» Short task: Repeat the lines of the listing below exactly, starting at the line that contains "Which region of this photo contains the pink and" and running through the last line, both included, and only those.

☆ ☆ ☆ ☆

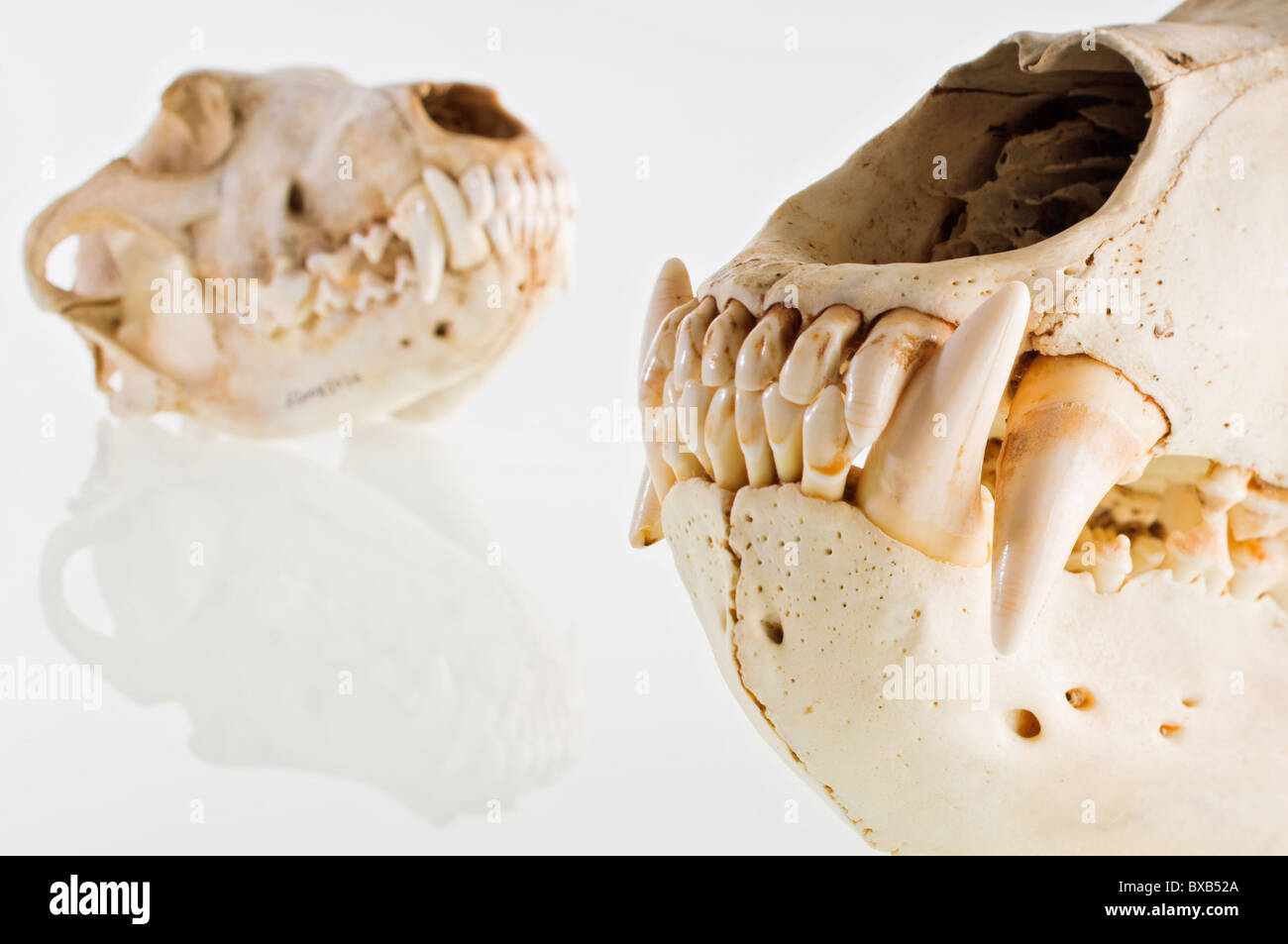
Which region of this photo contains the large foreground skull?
[632,0,1288,853]
[26,69,575,435]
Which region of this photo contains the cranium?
[632,0,1288,853]
[26,69,575,435]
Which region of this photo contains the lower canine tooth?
[858,282,1030,566]
[802,386,858,501]
[845,308,953,450]
[778,305,863,407]
[994,350,1169,653]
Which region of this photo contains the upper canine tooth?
[858,282,1030,566]
[802,385,858,501]
[845,308,953,450]
[989,350,1174,653]
[734,305,802,390]
[702,299,756,386]
[421,167,488,269]
[778,305,863,407]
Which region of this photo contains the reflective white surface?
[0,0,1169,854]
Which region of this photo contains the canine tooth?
[734,305,802,390]
[671,295,716,393]
[858,282,1030,566]
[845,308,953,450]
[760,383,805,481]
[989,350,1174,653]
[421,167,488,269]
[734,390,777,488]
[702,299,756,386]
[778,305,863,407]
[802,385,858,501]
[461,163,496,226]
[703,383,747,490]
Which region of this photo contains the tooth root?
[778,305,863,407]
[734,390,777,488]
[734,305,802,391]
[702,299,756,386]
[671,295,716,390]
[802,385,858,501]
[845,308,953,450]
[989,350,1174,653]
[858,282,1030,566]
[760,383,805,481]
[703,383,747,490]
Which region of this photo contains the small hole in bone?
[1006,708,1042,741]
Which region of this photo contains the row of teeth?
[640,262,1288,652]
[255,163,577,327]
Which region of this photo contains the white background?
[0,0,1171,854]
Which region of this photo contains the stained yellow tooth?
[702,299,756,386]
[734,305,802,391]
[778,305,863,407]
[858,282,1030,566]
[760,383,805,481]
[802,385,858,501]
[989,350,1174,653]
[845,308,953,450]
[734,390,778,488]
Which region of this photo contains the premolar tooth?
[734,390,777,488]
[702,299,756,386]
[845,308,953,450]
[858,282,1030,566]
[989,350,1174,653]
[778,305,863,407]
[421,167,488,269]
[760,383,805,481]
[734,305,802,391]
[802,385,858,501]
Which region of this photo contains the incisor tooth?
[845,308,953,450]
[421,167,488,269]
[734,305,802,391]
[858,282,1030,566]
[760,383,805,481]
[702,299,756,386]
[778,305,863,407]
[734,390,777,488]
[802,385,858,501]
[703,383,747,490]
[989,350,1167,653]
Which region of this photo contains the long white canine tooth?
[421,167,488,270]
[734,390,778,488]
[802,385,858,501]
[845,308,953,450]
[778,305,863,407]
[734,305,802,390]
[989,350,1174,653]
[858,282,1030,566]
[702,299,756,386]
[760,383,805,481]
[671,295,716,390]
[703,383,747,490]
[461,163,496,226]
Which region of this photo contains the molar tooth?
[734,305,802,391]
[989,350,1174,653]
[802,385,858,501]
[421,167,488,269]
[858,282,1030,566]
[845,308,953,450]
[760,383,805,481]
[778,305,863,407]
[702,299,756,386]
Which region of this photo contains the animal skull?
[26,69,575,435]
[632,0,1288,853]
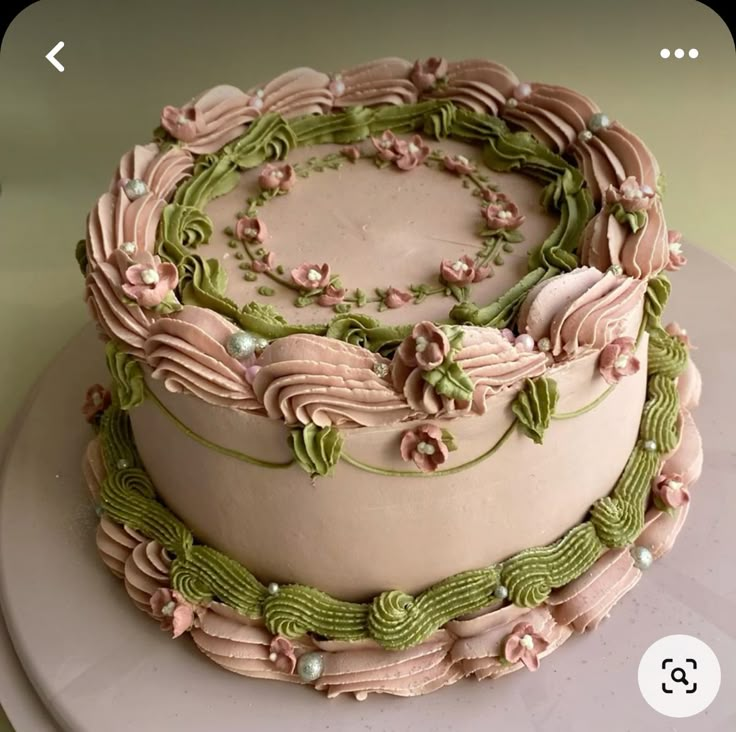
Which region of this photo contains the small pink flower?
[383,287,412,309]
[268,635,296,674]
[666,229,687,272]
[442,155,475,175]
[82,384,112,424]
[340,145,360,162]
[440,254,480,285]
[665,323,696,351]
[598,338,641,384]
[397,320,450,371]
[251,252,276,272]
[394,135,430,170]
[606,175,654,213]
[235,216,268,244]
[371,130,400,162]
[400,424,450,473]
[258,163,296,191]
[150,587,195,638]
[482,193,524,230]
[317,285,347,308]
[409,56,447,92]
[652,473,690,510]
[291,263,330,290]
[503,623,549,671]
[122,252,179,308]
[161,105,200,142]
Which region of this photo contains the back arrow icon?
[46,41,64,72]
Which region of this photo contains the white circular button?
[638,635,721,718]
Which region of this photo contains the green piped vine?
[150,100,593,353]
[93,274,684,649]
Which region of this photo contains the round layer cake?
[77,58,702,698]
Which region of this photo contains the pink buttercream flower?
[122,252,179,308]
[291,263,330,290]
[481,194,524,230]
[371,130,400,162]
[409,56,447,92]
[503,623,549,671]
[401,424,450,473]
[150,587,196,638]
[317,285,347,308]
[598,338,641,384]
[440,254,491,285]
[340,145,360,162]
[394,135,430,170]
[82,384,112,424]
[606,175,655,213]
[235,216,268,244]
[652,473,690,510]
[383,287,412,309]
[398,320,450,371]
[667,229,687,272]
[251,252,276,272]
[268,635,296,674]
[442,155,475,175]
[665,323,696,351]
[258,163,296,191]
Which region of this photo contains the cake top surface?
[77,58,684,428]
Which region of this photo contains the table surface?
[0,243,736,732]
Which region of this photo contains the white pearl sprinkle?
[578,130,593,142]
[141,269,160,285]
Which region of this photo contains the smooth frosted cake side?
[77,58,702,699]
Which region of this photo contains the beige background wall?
[0,0,736,438]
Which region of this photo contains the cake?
[77,58,702,699]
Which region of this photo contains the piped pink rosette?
[391,323,547,416]
[518,267,646,359]
[253,335,410,427]
[145,306,262,411]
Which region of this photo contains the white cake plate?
[0,248,736,732]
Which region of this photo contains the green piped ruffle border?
[95,288,687,650]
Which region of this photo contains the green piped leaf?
[105,341,145,411]
[609,203,648,234]
[289,422,343,478]
[422,356,473,402]
[511,376,559,445]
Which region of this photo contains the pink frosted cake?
[77,58,702,699]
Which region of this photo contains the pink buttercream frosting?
[161,85,258,155]
[391,327,547,416]
[580,189,670,279]
[145,305,261,410]
[253,335,410,427]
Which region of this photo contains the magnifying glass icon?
[670,666,690,686]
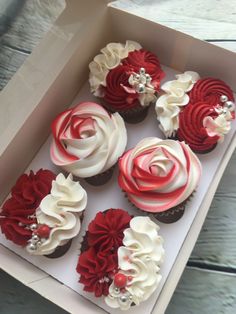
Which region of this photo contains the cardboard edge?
[152,134,236,314]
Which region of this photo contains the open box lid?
[0,0,236,202]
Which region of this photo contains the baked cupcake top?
[89,40,164,111]
[0,169,87,255]
[118,137,201,213]
[77,209,164,310]
[50,102,127,178]
[156,71,235,152]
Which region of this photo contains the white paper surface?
[0,67,236,314]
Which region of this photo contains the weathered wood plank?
[0,270,67,314]
[190,152,236,272]
[113,0,236,39]
[166,267,236,314]
[0,0,65,90]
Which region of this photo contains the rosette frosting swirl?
[105,217,164,310]
[26,173,87,255]
[50,102,127,178]
[118,137,201,213]
[155,71,200,137]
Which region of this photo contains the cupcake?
[50,102,127,185]
[156,71,235,153]
[0,169,87,258]
[76,209,164,310]
[89,40,164,123]
[118,137,201,223]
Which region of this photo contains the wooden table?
[0,0,236,314]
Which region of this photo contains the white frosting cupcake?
[51,102,127,178]
[26,173,87,255]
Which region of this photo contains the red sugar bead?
[114,273,127,288]
[36,225,51,238]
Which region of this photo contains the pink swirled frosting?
[118,137,201,213]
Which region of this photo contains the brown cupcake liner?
[102,101,150,124]
[85,165,115,186]
[123,191,194,224]
[44,211,84,258]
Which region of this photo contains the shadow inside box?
[0,270,68,314]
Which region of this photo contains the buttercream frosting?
[155,71,200,137]
[105,217,164,310]
[50,102,127,178]
[26,173,87,255]
[118,137,201,213]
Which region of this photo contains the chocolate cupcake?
[0,169,87,258]
[50,102,127,185]
[156,71,235,153]
[76,209,164,310]
[89,40,164,123]
[118,137,201,223]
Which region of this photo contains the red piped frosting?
[177,101,219,152]
[118,137,201,213]
[189,77,234,107]
[104,65,139,110]
[0,169,55,246]
[87,209,131,252]
[76,209,132,297]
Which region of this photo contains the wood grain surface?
[0,0,236,314]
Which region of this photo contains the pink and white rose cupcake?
[50,102,127,185]
[89,40,165,123]
[0,169,87,258]
[156,71,235,153]
[76,208,164,310]
[118,137,201,223]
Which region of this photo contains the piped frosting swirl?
[26,173,87,255]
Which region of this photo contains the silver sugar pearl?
[31,234,39,242]
[138,84,145,93]
[139,68,145,74]
[225,100,235,111]
[27,243,36,251]
[30,224,38,230]
[220,95,228,102]
[120,295,127,303]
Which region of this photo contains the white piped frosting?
[50,102,127,178]
[89,40,142,97]
[105,217,164,310]
[155,71,200,137]
[26,173,87,255]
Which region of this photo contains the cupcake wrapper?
[102,102,150,124]
[85,166,115,186]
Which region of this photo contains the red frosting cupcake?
[156,71,235,153]
[89,41,164,123]
[76,209,164,310]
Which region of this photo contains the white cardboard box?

☆ ☆ ☆ ☆

» Task result:
Which region of this photo contains the pink and white rose cupcake?
[50,102,127,185]
[89,40,165,123]
[0,169,87,258]
[156,71,235,153]
[76,208,164,310]
[118,137,201,223]
Which region of this photo contains the piped frosting swirl?
[26,173,87,255]
Which region of this photo contains the silver sugar pearl?
[31,234,39,242]
[138,84,145,93]
[139,68,145,74]
[225,100,235,111]
[27,243,36,251]
[30,224,38,230]
[220,95,228,102]
[120,295,127,303]
Which region of this photo contains the white piped frosting?
[50,102,127,178]
[89,40,142,97]
[105,217,164,310]
[155,71,200,137]
[26,173,87,255]
Which region of this photo contains the cupcake wrapper?
[102,102,150,124]
[85,166,115,186]
Which region of this photo contains the red frosting cupcake?
[156,71,235,153]
[89,41,164,123]
[76,209,164,310]
Which region of this photo contains the white cardboard box?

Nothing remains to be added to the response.